§ **Seção do documento**
+++

*Rangel Alves da Costa
Compadre, comadre, viajante, forasteiro,
qualquer pessoa que venha ou que vá, nem precisa se anunciar, saia do sol e da
chuva, entre. Entre, não se acanhe, pode entrar.
Nada de oi de casa nem de oi de fora, quem na
porta bate ou se achega nesse cantinho humilde beirada de estrada, é por que precisa
ser recebido. Então não se acanhe, pode entrar.
A casa é simples, na humildade de Deus, mas não
falta a guarida, a porta aberta, o pão, a xícara de café, o proseado. Sentar em
tamborete e beber água em caneco, matar a sede e a fome.
Por estas vastidões de meu Deus, eis que
passa boi, passa boiada, passa carreiro, passa carro-de-boi, passa caçador,
passa retirante, passa andarilho, passa de tudo. Mas é o mundo distante,
solitário, por isso mesmo pode bater à porta.
Mais adiante, depois da beirada da estrada,
há um umbuzeiro grande, de copa larga, sombreado. Noutros idos, até cangaceiro
se arranchava ali. Não se sabe bem como nem quando, a verdade é que ainda hoje
há uma cruz fincada na terra com um nome na madeira apodrecida: Beija-Fulô.
Comadre Mariazinha acabou parindo ali. Quando
compadre descambou mais de riba trazendo ela sentindo dor de parir, e logo numa
jumentinha manhosa, quando chegou debaixo do umbuzeiro o animal empacou e não
teve jeito. Ali mesmo ela pariu.
Também contam muitos causos de assombração,
de visagem, de coisa de outro mundo, por aquelas bandas. Dizem até que toda
noite é avistada uma rede se balançando debaixo do pé de pau. Ela só não
aparece acaso alguém passe por lá antes do anoitecer e acenda uma vela.
Mas não acredito nisso não. Moro pertinho e
nunca vi nada disso. E quem não acredita mesmo é o compadre Serapião, pois toda
vez que se embebeda acabou dormindo ali. E depois nunca contou ter avistado qualquer
rede se balançando ou alguma alma do outro mundo futucando seu pé.

+++

§ **Trechos dos dados**
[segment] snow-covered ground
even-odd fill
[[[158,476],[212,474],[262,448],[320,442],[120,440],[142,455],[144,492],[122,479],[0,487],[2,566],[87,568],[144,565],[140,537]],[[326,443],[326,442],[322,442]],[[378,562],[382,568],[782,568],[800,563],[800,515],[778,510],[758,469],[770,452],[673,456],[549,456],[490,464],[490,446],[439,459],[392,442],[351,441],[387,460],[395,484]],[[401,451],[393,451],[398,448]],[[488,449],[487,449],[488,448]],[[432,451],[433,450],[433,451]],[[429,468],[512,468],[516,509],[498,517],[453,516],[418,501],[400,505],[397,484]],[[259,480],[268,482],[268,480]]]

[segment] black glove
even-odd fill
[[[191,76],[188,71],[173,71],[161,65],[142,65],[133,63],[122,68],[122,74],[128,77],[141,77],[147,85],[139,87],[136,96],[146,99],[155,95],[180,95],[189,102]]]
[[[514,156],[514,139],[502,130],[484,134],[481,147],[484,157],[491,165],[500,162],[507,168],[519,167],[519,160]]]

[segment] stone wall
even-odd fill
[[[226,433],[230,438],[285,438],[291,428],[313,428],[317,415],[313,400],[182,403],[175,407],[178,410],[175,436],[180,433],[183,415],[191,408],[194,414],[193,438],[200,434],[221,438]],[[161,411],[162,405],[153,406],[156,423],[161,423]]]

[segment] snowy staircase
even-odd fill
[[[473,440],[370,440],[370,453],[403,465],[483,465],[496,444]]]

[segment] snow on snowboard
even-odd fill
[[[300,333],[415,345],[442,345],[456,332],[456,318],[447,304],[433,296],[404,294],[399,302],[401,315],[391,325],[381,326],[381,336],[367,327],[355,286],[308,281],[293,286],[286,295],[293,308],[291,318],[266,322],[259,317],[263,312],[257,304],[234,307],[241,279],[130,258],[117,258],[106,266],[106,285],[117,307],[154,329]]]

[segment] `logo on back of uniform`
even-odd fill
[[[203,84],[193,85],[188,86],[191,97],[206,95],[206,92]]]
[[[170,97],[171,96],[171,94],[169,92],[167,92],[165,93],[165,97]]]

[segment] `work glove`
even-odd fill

+++

Dê continuidade ao texto sobre a casa humilde à beira da estrada, começando logo após a última frase apresentada.

Coisa da noite em diante, pois depois que o
galo canto tudo se transforma novamente na mesmice de sempre. Nada acontece de
novo por aqui, ou parece que não acontece mesmo. A novidade vem sempre pela
estrada, na poeira da curva, na passagem de alguém. Só isso.
Por aqui, quem não tiver rádio de pilha fica
sem saber até que o mundo adiante existe. Tudo o que chega como notícia é
sempre trazido por algum forasteiro, alguém viajante. Por isso que gosto quando
batem à porta e começam a falar daquele outro mundo que nem sei mais como é.
Até depois da boca da noite tem gente que
chega batendo a porta. Tenho medo não. Olho pela fresta e logo abro se não
percebo qualquer estranheza. Mas roubar o que, levar o que daquilo, pelo amor
de Deus? Um pote, um tamborete, uma moringa, um aió, um embornal?
Vida de pobre é assim. Duas galinhas no
quintal e um porco que nunca engorda. Bicho magro, sempre com sede e fome.
Assim como as duas vaquinhas, o jegue e o cavalinho ossudo. O cachorro já tá
tão velho que sequer se segura em pé. E um papagaio falador. Eita bicho danado.
Quando abro a janela sempre me chega uma
brisa boa, mas também um calor mormacento de vez em quanto. Quando a poeira avança
é porque já sei que vem gente lá pela estrada. E aqui permaneço, ora colocando
graveto no fogo de lenha ora batendo café no pilão.
Sei que logo alguém vai bater à porta. Um
povo que passa com sede, com fome, cansado, trazendo alguma notícia. Então vou
abrir a porta e dizer que a casa é pobre, mas nunca falta a caneca d’água e um
pedaço de pão.
Por isso que quando vier pra essas bandas e
estiver chovendo ou fazendo sol, pode se achegar. Terá uma porta aberta e uma
mão estendida.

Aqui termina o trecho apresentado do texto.